* **Problem to work on**
Repeat verbatim the portion of the comment thread that opens with the words containing "Productivity in Asia" and closes with "can barely recall.".

* **Source passage**
:::::

What would John make of what’s unfolded since? Much as he envisioned and embraced, humanity poured its imagination, creativity, toil, and love into cyberspace — only for the machines to feed on it all and usher in a new, all-encompassing level of human obsolescence.
18 minutes agogricardo99

> I believe most of this activity is a giant make-work project designed to keep us out of trouble and on the payroll while Asian robots churn out most of the physical things we really need...

Asian, yes. Robots, no (or at least not in the sense of the sci-fi image of one man in a factory whose only job is to press "start" at the beginning of the shift and "stop ad the end of the shift). We didn't abolish the labor, we reduced it a bit and moved it away from us.

[edit]

Productivity in Asia was even lower when this article was written (no date, but mentions that there are 800,000 computers on the internet).

3 hours agoaidenn0

His "A Declaration of the Independence of Cyberspace" was the most unintentionally comical thing I read at the time. Like his lyrics and prose it was woefully pretentious & leaden. I also met him once. A more unpleasant, up his own ass, person I can barely recall.

6 hours agodavidwritesbugs

Checks out. I could barely make it past the first paragraphs.

"Like very few Americans of my generation, I come from the physical world. ...earning a living from things I could touch and smell."

:::::

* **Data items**
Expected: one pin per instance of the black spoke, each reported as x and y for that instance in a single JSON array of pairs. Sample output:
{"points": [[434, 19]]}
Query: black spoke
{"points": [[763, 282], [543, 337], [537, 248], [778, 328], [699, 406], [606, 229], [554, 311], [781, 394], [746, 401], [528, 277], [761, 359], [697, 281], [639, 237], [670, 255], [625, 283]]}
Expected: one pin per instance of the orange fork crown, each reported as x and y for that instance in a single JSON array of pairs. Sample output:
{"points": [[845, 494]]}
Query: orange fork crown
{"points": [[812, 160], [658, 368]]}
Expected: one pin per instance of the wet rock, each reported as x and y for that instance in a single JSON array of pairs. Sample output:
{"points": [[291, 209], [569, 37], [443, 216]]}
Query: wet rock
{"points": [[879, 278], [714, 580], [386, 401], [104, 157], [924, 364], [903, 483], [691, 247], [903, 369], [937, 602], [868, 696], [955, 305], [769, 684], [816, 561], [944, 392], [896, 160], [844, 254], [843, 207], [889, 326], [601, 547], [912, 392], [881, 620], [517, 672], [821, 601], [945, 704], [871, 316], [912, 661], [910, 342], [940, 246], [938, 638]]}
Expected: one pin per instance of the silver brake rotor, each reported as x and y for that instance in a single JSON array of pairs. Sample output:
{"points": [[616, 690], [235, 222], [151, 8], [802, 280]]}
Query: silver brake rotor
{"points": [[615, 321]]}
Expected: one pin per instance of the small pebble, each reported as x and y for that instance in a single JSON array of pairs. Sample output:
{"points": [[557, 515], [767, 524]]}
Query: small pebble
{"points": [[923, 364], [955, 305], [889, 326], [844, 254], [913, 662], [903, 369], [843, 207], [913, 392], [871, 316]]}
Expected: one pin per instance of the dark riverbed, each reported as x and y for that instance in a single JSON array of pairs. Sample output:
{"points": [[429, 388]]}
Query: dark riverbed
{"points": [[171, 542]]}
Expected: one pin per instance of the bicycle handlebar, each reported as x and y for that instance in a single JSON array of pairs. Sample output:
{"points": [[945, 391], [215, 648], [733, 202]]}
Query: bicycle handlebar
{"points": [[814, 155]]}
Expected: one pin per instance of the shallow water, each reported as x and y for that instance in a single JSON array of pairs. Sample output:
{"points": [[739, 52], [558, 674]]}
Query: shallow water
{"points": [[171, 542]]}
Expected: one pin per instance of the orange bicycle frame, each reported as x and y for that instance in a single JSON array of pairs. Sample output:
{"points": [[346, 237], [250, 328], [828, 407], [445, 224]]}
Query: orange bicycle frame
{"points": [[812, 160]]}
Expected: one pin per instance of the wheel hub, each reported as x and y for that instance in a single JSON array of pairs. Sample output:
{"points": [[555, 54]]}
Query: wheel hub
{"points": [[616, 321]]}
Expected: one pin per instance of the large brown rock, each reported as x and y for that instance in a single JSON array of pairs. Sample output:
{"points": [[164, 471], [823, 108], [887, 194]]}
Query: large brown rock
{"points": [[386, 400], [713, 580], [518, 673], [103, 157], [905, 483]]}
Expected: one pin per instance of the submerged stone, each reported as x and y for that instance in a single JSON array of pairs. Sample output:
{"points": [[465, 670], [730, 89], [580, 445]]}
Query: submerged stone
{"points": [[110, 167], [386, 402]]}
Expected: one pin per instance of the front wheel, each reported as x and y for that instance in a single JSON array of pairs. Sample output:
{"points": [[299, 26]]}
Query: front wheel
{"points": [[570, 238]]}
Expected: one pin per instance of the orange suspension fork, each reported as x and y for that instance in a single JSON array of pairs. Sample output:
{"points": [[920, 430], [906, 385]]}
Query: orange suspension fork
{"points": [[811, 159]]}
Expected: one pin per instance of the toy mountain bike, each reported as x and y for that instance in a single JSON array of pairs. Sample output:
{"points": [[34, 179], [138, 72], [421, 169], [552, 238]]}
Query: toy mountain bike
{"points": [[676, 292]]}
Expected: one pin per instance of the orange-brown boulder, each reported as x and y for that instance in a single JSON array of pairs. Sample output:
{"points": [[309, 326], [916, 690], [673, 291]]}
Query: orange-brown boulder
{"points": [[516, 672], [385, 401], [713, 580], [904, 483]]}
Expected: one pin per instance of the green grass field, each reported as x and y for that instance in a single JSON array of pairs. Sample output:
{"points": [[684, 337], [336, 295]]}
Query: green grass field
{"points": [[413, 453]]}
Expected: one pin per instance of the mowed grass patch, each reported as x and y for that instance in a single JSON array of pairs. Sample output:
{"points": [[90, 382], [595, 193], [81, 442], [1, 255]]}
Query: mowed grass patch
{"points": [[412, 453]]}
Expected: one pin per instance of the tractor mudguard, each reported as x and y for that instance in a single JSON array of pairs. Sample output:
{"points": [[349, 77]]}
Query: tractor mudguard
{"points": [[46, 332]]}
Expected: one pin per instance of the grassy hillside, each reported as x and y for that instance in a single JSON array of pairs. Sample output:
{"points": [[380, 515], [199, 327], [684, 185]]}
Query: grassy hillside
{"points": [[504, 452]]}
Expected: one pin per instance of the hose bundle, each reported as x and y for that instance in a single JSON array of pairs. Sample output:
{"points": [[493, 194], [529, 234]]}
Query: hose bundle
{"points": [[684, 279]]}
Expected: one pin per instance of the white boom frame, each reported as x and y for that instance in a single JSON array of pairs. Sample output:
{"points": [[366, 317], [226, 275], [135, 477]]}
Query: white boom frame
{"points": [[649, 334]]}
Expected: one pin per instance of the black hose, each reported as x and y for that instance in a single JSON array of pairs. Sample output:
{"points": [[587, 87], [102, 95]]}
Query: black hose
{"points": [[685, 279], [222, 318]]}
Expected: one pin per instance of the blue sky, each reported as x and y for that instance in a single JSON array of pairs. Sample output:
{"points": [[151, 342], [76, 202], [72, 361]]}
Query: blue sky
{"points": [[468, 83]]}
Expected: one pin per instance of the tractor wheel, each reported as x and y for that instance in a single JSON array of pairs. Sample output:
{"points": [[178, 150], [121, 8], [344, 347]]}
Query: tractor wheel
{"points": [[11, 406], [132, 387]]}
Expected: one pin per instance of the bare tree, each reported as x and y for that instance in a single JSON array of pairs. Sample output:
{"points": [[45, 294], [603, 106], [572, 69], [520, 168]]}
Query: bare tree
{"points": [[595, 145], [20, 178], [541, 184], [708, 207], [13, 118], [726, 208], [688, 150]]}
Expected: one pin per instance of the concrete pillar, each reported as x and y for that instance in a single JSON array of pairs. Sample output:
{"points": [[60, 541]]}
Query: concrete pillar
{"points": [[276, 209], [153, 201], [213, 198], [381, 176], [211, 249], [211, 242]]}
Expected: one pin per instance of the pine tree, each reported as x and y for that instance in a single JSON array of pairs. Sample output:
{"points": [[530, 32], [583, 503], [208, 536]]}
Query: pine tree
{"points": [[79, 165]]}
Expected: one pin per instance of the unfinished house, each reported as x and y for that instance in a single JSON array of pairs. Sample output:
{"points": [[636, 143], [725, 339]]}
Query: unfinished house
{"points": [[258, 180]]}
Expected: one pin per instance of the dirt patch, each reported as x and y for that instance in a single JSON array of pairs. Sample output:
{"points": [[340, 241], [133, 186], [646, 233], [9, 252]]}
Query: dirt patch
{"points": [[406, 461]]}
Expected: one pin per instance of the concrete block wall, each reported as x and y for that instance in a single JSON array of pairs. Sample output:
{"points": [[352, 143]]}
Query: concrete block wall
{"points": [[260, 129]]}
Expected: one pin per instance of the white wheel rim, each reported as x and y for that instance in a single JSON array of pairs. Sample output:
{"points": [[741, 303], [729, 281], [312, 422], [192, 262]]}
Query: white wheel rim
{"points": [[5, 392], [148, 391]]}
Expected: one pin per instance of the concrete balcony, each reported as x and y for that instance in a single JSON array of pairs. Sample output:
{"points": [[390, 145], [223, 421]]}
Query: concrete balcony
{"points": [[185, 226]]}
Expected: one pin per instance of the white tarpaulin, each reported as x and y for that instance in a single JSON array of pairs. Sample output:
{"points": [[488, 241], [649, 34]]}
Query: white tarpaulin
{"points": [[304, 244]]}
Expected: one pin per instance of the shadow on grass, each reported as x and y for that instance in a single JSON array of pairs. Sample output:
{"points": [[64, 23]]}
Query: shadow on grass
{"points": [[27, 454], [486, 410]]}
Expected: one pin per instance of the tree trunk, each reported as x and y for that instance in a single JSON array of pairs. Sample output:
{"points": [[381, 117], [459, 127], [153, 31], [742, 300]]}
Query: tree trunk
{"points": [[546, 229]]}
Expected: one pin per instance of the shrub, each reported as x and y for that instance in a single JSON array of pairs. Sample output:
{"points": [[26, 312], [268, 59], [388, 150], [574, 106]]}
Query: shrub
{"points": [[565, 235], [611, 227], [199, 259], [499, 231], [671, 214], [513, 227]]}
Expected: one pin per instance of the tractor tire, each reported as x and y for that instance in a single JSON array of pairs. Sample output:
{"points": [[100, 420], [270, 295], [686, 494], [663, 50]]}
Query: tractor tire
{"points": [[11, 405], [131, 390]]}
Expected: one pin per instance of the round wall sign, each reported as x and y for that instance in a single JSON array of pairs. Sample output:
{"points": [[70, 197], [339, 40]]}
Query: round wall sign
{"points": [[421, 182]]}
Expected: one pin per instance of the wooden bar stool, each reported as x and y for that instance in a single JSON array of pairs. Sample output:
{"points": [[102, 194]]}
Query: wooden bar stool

:::::

* **Complete output**
Productivity in Asia was even lower when this article was written (no date, but mentions that there are 800,000 computers on the internet).

3 hours agoaidenn0

His "A Declaration of the Independence of Cyberspace" was the most unintentionally comical thing I read at the time. Like his lyrics and prose it was woefully pretentious & leaden. I also met him once. A more unpleasant, up his own ass, person I can barely recall.